Lay out every line of the records below as a Markdown table with two columns, Row and Record line, numbering the rows and skipping blank lines. Leave the pictures out.

[Saved entries]

******

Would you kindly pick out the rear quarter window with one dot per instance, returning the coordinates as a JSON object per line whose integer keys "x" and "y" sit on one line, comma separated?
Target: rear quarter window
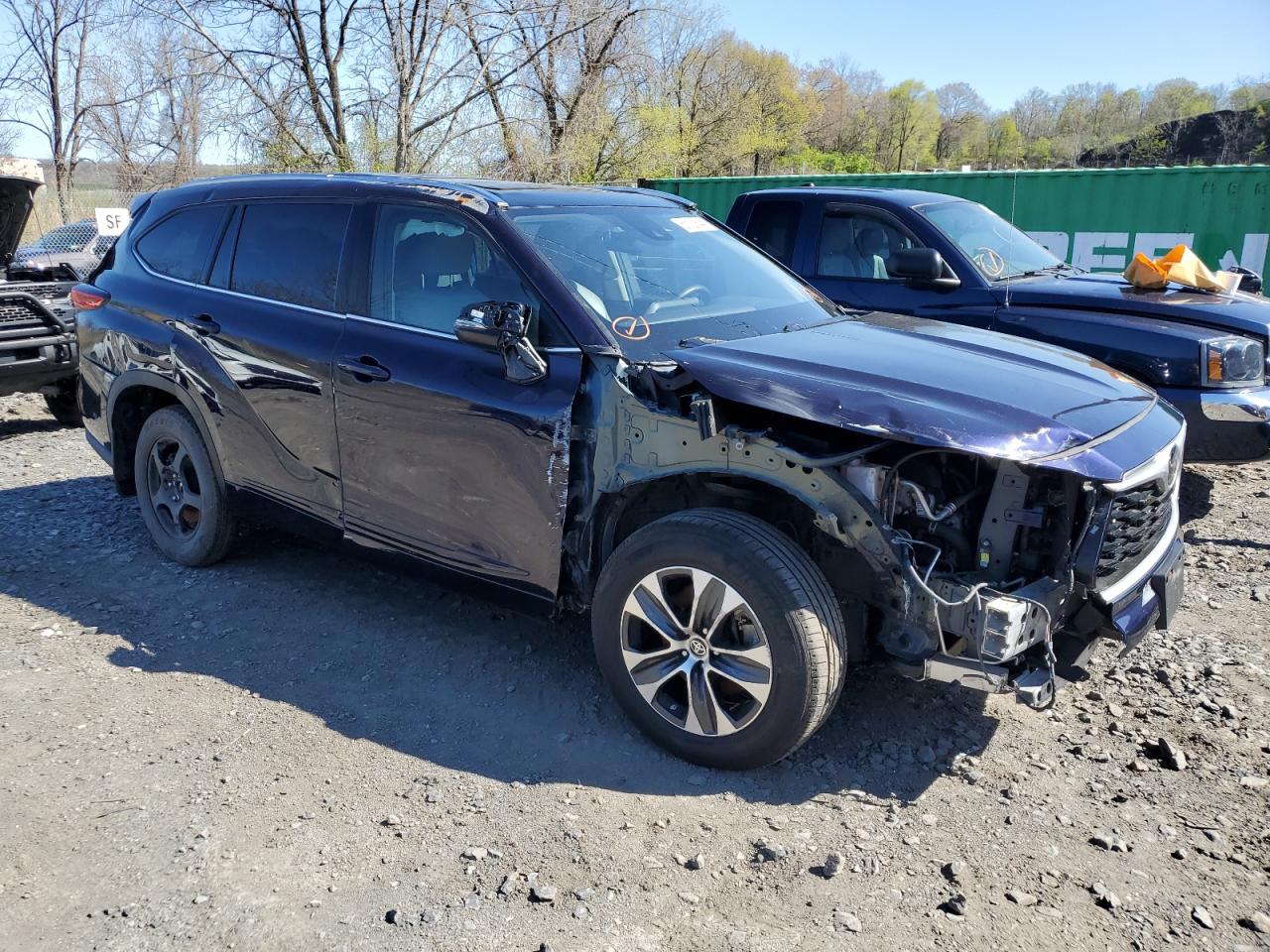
{"x": 290, "y": 252}
{"x": 774, "y": 227}
{"x": 180, "y": 245}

******

COMPLETE OUTPUT =
| Row | Record line |
|---|---|
| 1 | Would you kindly pick out the rear quarter window with one dot per instance, returning the coordinates as a JSON object per line whose integer keys "x" and "y" sit on one line, comma separated? |
| 2 | Target: rear quarter window |
| 3 | {"x": 290, "y": 252} |
| 4 | {"x": 774, "y": 227} |
| 5 | {"x": 180, "y": 245} |